[start RECORD SET]
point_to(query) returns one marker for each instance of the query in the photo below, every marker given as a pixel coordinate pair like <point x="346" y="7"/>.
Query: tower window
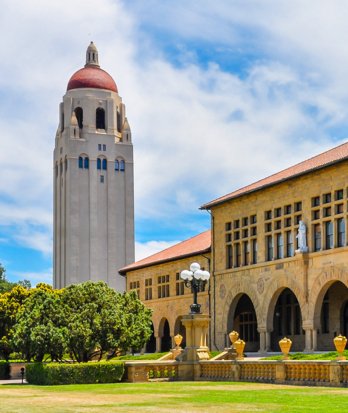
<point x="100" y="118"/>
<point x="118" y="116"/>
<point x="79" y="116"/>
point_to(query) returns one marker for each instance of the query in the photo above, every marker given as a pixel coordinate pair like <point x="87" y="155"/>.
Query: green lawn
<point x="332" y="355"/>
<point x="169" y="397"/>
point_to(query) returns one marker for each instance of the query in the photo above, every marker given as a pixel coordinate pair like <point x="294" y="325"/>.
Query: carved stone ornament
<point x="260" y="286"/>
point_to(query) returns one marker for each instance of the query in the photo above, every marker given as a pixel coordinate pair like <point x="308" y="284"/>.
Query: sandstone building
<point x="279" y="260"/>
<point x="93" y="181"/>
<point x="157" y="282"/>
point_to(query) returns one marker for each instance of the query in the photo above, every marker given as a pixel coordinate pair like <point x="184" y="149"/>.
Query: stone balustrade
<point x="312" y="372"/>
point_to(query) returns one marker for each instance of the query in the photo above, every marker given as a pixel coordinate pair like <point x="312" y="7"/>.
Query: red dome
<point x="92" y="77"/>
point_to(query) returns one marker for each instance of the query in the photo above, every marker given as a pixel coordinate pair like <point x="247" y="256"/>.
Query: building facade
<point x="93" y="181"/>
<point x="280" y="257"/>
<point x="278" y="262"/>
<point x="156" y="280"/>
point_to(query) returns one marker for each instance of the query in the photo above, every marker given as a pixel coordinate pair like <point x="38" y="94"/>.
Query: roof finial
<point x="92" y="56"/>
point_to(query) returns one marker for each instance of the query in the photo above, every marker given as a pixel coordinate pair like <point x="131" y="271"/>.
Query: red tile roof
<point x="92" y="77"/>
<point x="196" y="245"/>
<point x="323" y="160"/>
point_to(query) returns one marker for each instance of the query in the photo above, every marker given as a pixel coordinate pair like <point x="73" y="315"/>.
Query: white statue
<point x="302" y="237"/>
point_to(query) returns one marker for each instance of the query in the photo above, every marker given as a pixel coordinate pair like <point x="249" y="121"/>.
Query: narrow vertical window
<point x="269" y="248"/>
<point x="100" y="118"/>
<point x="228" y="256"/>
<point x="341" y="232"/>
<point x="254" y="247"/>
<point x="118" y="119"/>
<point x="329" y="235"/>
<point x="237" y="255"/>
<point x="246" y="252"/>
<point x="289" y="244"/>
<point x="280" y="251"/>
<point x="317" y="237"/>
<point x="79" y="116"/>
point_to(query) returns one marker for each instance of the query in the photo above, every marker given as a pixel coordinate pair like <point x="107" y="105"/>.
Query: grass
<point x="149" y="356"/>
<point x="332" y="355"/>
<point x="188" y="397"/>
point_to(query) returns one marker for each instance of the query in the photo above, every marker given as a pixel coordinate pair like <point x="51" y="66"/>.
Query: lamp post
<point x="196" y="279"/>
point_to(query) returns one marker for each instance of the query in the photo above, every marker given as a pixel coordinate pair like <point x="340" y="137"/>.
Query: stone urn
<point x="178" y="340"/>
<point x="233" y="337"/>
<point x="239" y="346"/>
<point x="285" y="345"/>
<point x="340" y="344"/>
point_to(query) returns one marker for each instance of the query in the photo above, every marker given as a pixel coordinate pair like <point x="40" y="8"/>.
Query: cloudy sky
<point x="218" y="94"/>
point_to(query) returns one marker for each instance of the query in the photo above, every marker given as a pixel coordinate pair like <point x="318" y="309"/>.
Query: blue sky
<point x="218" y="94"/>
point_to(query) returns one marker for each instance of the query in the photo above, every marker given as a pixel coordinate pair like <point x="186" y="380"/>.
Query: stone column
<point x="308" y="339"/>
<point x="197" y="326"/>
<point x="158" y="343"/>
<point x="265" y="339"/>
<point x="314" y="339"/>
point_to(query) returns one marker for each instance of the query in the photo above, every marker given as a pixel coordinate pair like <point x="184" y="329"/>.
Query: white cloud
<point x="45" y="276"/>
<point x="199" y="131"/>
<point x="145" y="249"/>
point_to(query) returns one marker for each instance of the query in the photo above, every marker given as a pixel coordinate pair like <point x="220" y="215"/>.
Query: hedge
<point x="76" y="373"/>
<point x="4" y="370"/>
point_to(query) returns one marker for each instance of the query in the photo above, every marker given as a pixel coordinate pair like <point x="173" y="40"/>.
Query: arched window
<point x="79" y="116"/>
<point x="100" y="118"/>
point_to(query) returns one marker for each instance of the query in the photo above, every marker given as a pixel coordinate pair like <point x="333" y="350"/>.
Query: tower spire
[end RECORD SET]
(THE TASK):
From the material above, pick out each line that contains the word "white" and copy those lines in full. Treat uppercase and lowercase letters as distinct.

(SOLVED PROBLEM):
Query: white statue
Query: white cloud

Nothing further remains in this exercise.